*ISTRUZIONI DEL COMPITO:* Riscrivi in forma più breve il paragrafo del testo estratto che comincia con «Con Munich il regista», mantenendone i fatti principali.

*TESTO ESTRATTO:*
++++++++++++++++++++
Con Munich il regista ha dato la sua prova più matura di tutta la sua fulgida carriera proprio perché ha rifuggito dai suddetti elementi spurii che sovente rovinavano il suo cinema, rendendolo talvolta irritante. Anche gli altri due suoi capolavori assoluti, ovvero Il Colore Viola e Shindler’s List avevano un surplus di melassa – nel primo caso – o di retorica – nel finale del secondo caso, che pur non scalfendo la bellezza di tali film, lasciavano perplessi.
Davvero, per uno spielberghiano poco convinto come me, questo è il film della rivelazione non in quanto sia il migliore (per quanto rientrante nella categoria), ma in quanto è il più equilibrato e corretto.
Il dosaggio degli elementi documentaristici e di quelli di azione o di dialogo è ineccepibile, e l’attenzione non cala mai durante le tre ore.
Qui il regista mette in scena solo gli elementi migliori del suo cinema. In fondo bastava poco: qualche strizzatina d’occhio in meno e arrivava alla perfezione. Ora ci è arrivato.
++++++++++++++++++++
*RIGHE DI DATI:*
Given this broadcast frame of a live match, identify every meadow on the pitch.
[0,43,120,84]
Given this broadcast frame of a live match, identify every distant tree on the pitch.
++++++++++++++++++++
*SOLUZIONE:* Con Munich il regista dà la prova più matura della sua carriera, perché evita gli elementi spurii che spesso rovinavano il suo cinema, a volte rendendolo irritante. Anche gli altri due suoi capolavori assoluti, Il Colore Viola e Shindler’s List, avevano un eccesso: di melassa il primo, di retorica nel finale il secondo. Questo non intaccava la bellezza dei film, ma lasciava perplessi.